Show every line in the entries below that contains the string "pedestal".

Stored data entries
┄┄┄┄┄┄

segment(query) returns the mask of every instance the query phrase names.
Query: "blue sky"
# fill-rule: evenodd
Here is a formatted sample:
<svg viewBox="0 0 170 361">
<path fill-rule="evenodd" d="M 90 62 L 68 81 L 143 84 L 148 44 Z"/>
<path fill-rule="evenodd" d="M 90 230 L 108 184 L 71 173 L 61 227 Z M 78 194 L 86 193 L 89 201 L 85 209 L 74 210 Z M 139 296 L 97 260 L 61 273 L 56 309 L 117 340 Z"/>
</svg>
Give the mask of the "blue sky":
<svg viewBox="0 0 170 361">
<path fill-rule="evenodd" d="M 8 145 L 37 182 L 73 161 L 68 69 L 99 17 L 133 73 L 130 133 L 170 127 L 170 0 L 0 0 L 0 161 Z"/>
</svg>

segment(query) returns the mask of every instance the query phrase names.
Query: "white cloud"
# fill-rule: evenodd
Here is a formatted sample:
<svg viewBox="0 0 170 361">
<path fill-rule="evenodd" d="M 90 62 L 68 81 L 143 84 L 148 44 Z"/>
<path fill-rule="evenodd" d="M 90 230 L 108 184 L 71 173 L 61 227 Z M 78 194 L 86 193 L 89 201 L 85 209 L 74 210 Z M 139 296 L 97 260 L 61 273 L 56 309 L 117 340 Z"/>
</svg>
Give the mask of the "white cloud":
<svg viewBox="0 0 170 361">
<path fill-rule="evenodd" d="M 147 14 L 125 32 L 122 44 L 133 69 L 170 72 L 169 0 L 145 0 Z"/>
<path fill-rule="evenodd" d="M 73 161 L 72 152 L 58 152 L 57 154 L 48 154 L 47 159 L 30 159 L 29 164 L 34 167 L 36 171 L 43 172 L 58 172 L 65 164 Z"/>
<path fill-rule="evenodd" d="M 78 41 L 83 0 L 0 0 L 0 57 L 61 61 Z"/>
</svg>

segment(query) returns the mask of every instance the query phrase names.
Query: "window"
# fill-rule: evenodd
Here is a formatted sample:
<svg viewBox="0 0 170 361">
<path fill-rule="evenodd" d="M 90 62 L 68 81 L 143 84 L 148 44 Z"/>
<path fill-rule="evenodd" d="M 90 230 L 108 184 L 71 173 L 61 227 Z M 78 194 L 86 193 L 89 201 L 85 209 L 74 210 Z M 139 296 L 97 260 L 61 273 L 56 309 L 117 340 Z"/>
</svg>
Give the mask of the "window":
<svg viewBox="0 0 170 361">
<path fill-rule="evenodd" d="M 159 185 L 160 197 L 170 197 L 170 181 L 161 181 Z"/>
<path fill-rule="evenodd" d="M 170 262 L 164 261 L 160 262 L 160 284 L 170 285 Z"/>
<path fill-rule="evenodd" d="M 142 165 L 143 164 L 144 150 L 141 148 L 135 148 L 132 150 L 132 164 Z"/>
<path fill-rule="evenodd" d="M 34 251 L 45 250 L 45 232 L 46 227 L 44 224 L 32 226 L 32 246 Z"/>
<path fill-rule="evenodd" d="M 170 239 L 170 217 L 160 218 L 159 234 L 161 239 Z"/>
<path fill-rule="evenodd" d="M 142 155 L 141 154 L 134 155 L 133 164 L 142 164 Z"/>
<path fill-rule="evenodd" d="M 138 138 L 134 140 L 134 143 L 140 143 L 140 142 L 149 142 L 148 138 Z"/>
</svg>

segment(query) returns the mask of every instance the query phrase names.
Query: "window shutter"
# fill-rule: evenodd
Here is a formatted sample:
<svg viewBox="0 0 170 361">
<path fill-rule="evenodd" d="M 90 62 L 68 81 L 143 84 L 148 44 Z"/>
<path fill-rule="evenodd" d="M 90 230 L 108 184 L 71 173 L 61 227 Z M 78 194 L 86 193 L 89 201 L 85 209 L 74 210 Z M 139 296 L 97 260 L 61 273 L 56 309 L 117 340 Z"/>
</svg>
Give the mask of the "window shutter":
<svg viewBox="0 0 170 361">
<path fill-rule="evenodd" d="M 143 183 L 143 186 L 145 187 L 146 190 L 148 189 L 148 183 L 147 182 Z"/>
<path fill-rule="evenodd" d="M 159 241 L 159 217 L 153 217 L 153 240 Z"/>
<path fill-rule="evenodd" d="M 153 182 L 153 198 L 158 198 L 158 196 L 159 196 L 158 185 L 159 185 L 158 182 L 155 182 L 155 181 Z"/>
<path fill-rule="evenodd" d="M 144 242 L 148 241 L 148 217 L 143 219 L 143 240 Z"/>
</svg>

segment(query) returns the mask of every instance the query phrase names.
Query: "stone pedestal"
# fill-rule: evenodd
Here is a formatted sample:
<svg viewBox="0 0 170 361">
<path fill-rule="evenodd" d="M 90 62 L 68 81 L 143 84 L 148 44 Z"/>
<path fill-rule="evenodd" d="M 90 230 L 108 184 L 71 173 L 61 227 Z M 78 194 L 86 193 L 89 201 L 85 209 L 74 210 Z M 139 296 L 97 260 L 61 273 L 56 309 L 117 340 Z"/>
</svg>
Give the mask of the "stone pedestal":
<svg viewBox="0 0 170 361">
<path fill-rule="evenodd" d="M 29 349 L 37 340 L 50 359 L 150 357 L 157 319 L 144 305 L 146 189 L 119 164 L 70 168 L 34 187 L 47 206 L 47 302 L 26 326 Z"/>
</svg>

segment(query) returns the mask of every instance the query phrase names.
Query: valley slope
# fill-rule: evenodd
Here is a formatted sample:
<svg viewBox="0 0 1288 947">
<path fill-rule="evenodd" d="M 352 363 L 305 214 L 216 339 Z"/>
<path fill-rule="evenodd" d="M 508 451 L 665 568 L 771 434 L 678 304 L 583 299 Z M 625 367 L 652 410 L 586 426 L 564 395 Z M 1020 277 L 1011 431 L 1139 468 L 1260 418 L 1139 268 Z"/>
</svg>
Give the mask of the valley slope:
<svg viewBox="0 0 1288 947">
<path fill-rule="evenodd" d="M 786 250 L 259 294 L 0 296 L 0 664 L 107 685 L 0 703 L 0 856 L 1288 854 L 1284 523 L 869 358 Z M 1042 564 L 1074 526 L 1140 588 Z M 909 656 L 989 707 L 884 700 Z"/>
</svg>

┄┄┄┄┄┄

> **Reply to the task**
Query: "stone pedestal"
Give the mask of the "stone pedestal":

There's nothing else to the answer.